■ **Set exercise**: Gather every line of the data that contains the string "rise" and copy each one out in full.

Given data start

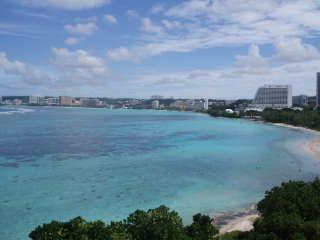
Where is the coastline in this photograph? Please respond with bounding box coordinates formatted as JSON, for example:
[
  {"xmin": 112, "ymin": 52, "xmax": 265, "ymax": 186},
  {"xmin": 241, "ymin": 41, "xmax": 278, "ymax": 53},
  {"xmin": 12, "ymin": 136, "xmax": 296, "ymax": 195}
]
[
  {"xmin": 271, "ymin": 123, "xmax": 320, "ymax": 160},
  {"xmin": 215, "ymin": 121, "xmax": 320, "ymax": 234},
  {"xmin": 214, "ymin": 205, "xmax": 260, "ymax": 234}
]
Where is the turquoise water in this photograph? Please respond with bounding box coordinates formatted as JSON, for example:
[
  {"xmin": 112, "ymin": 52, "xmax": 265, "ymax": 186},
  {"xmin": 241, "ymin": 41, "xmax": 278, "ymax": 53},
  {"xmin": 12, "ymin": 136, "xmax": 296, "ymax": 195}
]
[{"xmin": 0, "ymin": 107, "xmax": 320, "ymax": 240}]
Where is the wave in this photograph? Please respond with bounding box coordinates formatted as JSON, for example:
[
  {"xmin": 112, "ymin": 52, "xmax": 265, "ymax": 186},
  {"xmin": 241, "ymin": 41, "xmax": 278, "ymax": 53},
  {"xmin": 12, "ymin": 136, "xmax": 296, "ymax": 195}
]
[{"xmin": 0, "ymin": 107, "xmax": 34, "ymax": 115}]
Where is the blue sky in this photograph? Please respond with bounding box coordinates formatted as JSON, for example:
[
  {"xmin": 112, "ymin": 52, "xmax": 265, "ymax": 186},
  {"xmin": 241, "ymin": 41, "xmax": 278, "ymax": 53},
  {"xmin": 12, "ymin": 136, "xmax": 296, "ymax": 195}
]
[{"xmin": 0, "ymin": 0, "xmax": 320, "ymax": 99}]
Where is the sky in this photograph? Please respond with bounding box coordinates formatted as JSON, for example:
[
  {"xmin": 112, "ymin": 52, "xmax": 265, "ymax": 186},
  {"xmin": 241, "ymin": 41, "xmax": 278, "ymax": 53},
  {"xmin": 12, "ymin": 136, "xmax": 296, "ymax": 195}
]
[{"xmin": 0, "ymin": 0, "xmax": 320, "ymax": 99}]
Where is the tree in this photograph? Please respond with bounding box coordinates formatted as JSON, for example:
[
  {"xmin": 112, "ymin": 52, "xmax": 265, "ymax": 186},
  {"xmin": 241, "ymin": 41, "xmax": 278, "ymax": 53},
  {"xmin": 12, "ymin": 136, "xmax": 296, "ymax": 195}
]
[{"xmin": 185, "ymin": 213, "xmax": 219, "ymax": 240}]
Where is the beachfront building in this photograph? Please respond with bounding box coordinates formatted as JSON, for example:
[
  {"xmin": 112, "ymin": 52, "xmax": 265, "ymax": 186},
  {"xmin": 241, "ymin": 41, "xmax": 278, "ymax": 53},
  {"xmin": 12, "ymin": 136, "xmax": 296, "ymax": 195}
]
[
  {"xmin": 152, "ymin": 100, "xmax": 160, "ymax": 109},
  {"xmin": 29, "ymin": 96, "xmax": 40, "ymax": 105},
  {"xmin": 292, "ymin": 95, "xmax": 308, "ymax": 107},
  {"xmin": 253, "ymin": 85, "xmax": 292, "ymax": 109},
  {"xmin": 204, "ymin": 98, "xmax": 209, "ymax": 111},
  {"xmin": 316, "ymin": 72, "xmax": 320, "ymax": 109},
  {"xmin": 59, "ymin": 96, "xmax": 72, "ymax": 106}
]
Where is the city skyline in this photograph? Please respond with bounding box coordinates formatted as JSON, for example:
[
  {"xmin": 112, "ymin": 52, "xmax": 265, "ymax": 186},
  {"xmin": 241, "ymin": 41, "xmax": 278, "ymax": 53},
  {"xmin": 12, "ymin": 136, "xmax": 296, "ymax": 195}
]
[{"xmin": 0, "ymin": 0, "xmax": 320, "ymax": 99}]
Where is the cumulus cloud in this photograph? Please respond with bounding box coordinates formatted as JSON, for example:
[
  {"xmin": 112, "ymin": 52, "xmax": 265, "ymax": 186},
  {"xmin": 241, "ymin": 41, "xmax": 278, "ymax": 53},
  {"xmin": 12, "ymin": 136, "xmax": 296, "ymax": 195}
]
[
  {"xmin": 141, "ymin": 18, "xmax": 163, "ymax": 34},
  {"xmin": 0, "ymin": 48, "xmax": 111, "ymax": 89},
  {"xmin": 0, "ymin": 52, "xmax": 50, "ymax": 85},
  {"xmin": 236, "ymin": 44, "xmax": 267, "ymax": 68},
  {"xmin": 129, "ymin": 40, "xmax": 320, "ymax": 98},
  {"xmin": 64, "ymin": 22, "xmax": 98, "ymax": 36},
  {"xmin": 51, "ymin": 48, "xmax": 111, "ymax": 86},
  {"xmin": 110, "ymin": 0, "xmax": 320, "ymax": 61},
  {"xmin": 104, "ymin": 14, "xmax": 117, "ymax": 24},
  {"xmin": 273, "ymin": 38, "xmax": 320, "ymax": 62},
  {"xmin": 22, "ymin": 0, "xmax": 111, "ymax": 10},
  {"xmin": 65, "ymin": 37, "xmax": 79, "ymax": 45}
]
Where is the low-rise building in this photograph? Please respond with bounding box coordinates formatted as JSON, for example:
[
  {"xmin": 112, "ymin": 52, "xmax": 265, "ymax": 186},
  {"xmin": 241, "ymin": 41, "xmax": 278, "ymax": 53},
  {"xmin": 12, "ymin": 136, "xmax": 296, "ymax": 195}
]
[
  {"xmin": 59, "ymin": 96, "xmax": 72, "ymax": 106},
  {"xmin": 253, "ymin": 85, "xmax": 292, "ymax": 109},
  {"xmin": 152, "ymin": 100, "xmax": 160, "ymax": 109}
]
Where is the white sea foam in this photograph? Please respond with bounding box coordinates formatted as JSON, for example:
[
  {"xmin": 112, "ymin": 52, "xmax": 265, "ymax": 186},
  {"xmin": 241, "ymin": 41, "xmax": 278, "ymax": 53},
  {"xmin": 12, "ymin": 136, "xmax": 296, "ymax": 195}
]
[{"xmin": 0, "ymin": 107, "xmax": 34, "ymax": 115}]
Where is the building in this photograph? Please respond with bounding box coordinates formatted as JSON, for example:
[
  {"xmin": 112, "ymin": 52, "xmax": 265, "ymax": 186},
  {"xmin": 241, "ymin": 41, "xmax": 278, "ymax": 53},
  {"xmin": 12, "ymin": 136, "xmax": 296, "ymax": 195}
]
[
  {"xmin": 316, "ymin": 72, "xmax": 320, "ymax": 109},
  {"xmin": 292, "ymin": 95, "xmax": 308, "ymax": 107},
  {"xmin": 253, "ymin": 85, "xmax": 292, "ymax": 109},
  {"xmin": 29, "ymin": 96, "xmax": 40, "ymax": 105},
  {"xmin": 204, "ymin": 98, "xmax": 209, "ymax": 111},
  {"xmin": 152, "ymin": 100, "xmax": 160, "ymax": 109},
  {"xmin": 47, "ymin": 97, "xmax": 60, "ymax": 106},
  {"xmin": 59, "ymin": 96, "xmax": 72, "ymax": 106},
  {"xmin": 151, "ymin": 95, "xmax": 163, "ymax": 100}
]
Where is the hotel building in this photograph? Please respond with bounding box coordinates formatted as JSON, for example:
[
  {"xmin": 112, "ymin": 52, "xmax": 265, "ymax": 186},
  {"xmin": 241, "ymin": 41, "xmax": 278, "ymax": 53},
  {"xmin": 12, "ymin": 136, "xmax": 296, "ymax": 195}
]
[
  {"xmin": 253, "ymin": 85, "xmax": 292, "ymax": 109},
  {"xmin": 316, "ymin": 72, "xmax": 320, "ymax": 109}
]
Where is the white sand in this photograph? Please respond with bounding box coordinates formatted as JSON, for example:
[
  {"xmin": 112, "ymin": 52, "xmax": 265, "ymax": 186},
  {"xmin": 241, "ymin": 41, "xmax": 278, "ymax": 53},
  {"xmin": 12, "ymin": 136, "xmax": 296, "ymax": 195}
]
[
  {"xmin": 220, "ymin": 214, "xmax": 259, "ymax": 234},
  {"xmin": 273, "ymin": 123, "xmax": 320, "ymax": 160}
]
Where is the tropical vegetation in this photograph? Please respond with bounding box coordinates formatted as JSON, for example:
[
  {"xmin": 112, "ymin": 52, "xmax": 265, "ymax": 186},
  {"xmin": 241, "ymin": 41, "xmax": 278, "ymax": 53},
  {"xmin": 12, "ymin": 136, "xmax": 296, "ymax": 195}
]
[{"xmin": 29, "ymin": 179, "xmax": 320, "ymax": 240}]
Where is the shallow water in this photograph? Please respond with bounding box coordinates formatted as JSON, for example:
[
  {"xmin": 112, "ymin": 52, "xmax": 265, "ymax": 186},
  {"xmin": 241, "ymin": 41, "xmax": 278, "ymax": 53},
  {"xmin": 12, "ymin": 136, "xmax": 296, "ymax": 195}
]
[{"xmin": 0, "ymin": 107, "xmax": 320, "ymax": 240}]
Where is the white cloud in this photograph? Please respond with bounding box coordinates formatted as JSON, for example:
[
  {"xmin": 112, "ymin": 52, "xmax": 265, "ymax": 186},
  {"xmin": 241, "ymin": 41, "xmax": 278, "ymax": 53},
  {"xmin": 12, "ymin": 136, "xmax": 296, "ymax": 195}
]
[
  {"xmin": 110, "ymin": 0, "xmax": 320, "ymax": 61},
  {"xmin": 141, "ymin": 18, "xmax": 163, "ymax": 34},
  {"xmin": 0, "ymin": 48, "xmax": 111, "ymax": 90},
  {"xmin": 65, "ymin": 37, "xmax": 79, "ymax": 45},
  {"xmin": 236, "ymin": 44, "xmax": 267, "ymax": 68},
  {"xmin": 22, "ymin": 0, "xmax": 111, "ymax": 10},
  {"xmin": 131, "ymin": 40, "xmax": 320, "ymax": 98},
  {"xmin": 107, "ymin": 47, "xmax": 138, "ymax": 62},
  {"xmin": 150, "ymin": 4, "xmax": 165, "ymax": 14},
  {"xmin": 104, "ymin": 14, "xmax": 117, "ymax": 24},
  {"xmin": 64, "ymin": 22, "xmax": 98, "ymax": 36},
  {"xmin": 273, "ymin": 38, "xmax": 320, "ymax": 62},
  {"xmin": 0, "ymin": 52, "xmax": 49, "ymax": 85},
  {"xmin": 51, "ymin": 48, "xmax": 111, "ymax": 86},
  {"xmin": 127, "ymin": 9, "xmax": 139, "ymax": 18}
]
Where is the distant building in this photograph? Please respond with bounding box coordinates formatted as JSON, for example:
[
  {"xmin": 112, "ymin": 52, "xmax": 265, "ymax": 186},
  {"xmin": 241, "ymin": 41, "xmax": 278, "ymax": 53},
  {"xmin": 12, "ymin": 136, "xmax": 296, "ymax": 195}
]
[
  {"xmin": 29, "ymin": 96, "xmax": 40, "ymax": 105},
  {"xmin": 59, "ymin": 96, "xmax": 72, "ymax": 106},
  {"xmin": 253, "ymin": 85, "xmax": 292, "ymax": 109},
  {"xmin": 204, "ymin": 98, "xmax": 209, "ymax": 110},
  {"xmin": 47, "ymin": 97, "xmax": 60, "ymax": 106},
  {"xmin": 316, "ymin": 72, "xmax": 320, "ymax": 109},
  {"xmin": 13, "ymin": 98, "xmax": 23, "ymax": 105},
  {"xmin": 308, "ymin": 96, "xmax": 317, "ymax": 108},
  {"xmin": 292, "ymin": 95, "xmax": 308, "ymax": 107},
  {"xmin": 152, "ymin": 100, "xmax": 160, "ymax": 109},
  {"xmin": 151, "ymin": 95, "xmax": 163, "ymax": 99}
]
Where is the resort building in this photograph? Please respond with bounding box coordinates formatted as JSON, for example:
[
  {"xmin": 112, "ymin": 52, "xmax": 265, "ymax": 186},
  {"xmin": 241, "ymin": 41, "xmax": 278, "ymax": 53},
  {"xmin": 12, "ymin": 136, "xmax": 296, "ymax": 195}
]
[
  {"xmin": 316, "ymin": 72, "xmax": 320, "ymax": 109},
  {"xmin": 29, "ymin": 96, "xmax": 40, "ymax": 105},
  {"xmin": 204, "ymin": 98, "xmax": 209, "ymax": 111},
  {"xmin": 292, "ymin": 95, "xmax": 308, "ymax": 107},
  {"xmin": 152, "ymin": 100, "xmax": 160, "ymax": 109},
  {"xmin": 253, "ymin": 85, "xmax": 292, "ymax": 109},
  {"xmin": 59, "ymin": 96, "xmax": 72, "ymax": 106}
]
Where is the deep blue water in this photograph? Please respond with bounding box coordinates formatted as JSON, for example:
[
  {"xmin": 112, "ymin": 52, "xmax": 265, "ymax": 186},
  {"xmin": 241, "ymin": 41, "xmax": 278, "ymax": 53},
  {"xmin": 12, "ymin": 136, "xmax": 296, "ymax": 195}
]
[{"xmin": 0, "ymin": 107, "xmax": 320, "ymax": 240}]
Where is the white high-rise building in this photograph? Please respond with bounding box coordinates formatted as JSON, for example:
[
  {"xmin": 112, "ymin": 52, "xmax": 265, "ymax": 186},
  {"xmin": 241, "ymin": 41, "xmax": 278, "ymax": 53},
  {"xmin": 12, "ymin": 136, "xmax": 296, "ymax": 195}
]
[
  {"xmin": 316, "ymin": 72, "xmax": 320, "ymax": 110},
  {"xmin": 152, "ymin": 100, "xmax": 160, "ymax": 109},
  {"xmin": 29, "ymin": 96, "xmax": 40, "ymax": 105},
  {"xmin": 253, "ymin": 85, "xmax": 292, "ymax": 109},
  {"xmin": 204, "ymin": 98, "xmax": 209, "ymax": 110}
]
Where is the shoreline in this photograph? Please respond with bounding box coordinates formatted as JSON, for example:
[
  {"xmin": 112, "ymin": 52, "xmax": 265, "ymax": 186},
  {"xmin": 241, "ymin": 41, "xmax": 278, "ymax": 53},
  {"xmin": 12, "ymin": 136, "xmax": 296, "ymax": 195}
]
[
  {"xmin": 214, "ymin": 205, "xmax": 260, "ymax": 234},
  {"xmin": 271, "ymin": 123, "xmax": 320, "ymax": 161},
  {"xmin": 218, "ymin": 121, "xmax": 320, "ymax": 234}
]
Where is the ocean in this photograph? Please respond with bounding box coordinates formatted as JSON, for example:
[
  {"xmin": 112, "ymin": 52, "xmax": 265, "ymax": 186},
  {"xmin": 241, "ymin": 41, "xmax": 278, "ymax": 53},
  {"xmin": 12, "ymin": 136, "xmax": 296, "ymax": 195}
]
[{"xmin": 0, "ymin": 107, "xmax": 320, "ymax": 240}]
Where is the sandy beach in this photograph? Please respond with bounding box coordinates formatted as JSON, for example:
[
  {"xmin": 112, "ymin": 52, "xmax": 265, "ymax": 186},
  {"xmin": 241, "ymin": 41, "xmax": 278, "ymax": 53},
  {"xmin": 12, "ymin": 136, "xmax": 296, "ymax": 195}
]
[
  {"xmin": 214, "ymin": 205, "xmax": 259, "ymax": 234},
  {"xmin": 217, "ymin": 123, "xmax": 320, "ymax": 234},
  {"xmin": 273, "ymin": 123, "xmax": 320, "ymax": 160},
  {"xmin": 220, "ymin": 213, "xmax": 259, "ymax": 234}
]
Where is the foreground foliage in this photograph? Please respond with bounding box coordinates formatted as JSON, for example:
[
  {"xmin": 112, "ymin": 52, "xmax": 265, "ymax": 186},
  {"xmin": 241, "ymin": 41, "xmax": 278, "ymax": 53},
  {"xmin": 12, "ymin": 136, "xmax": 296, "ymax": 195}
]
[
  {"xmin": 262, "ymin": 109, "xmax": 320, "ymax": 130},
  {"xmin": 29, "ymin": 206, "xmax": 218, "ymax": 240},
  {"xmin": 220, "ymin": 179, "xmax": 320, "ymax": 240},
  {"xmin": 29, "ymin": 179, "xmax": 320, "ymax": 240}
]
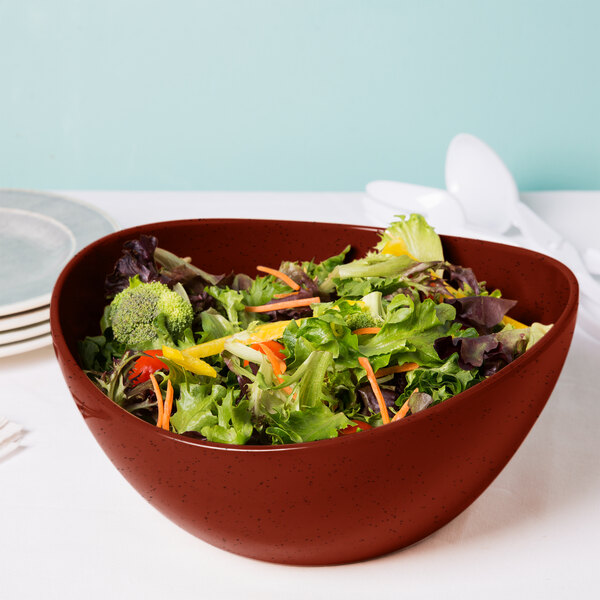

Given data end

■ **Expected output**:
Where is the low-rise building in this photograph? Please respond with bounding box coordinates formatted as JSON, for example:
Where is the white high-rise building in this photograph? Please respond with bounding box coordinates formatted as JSON, for example:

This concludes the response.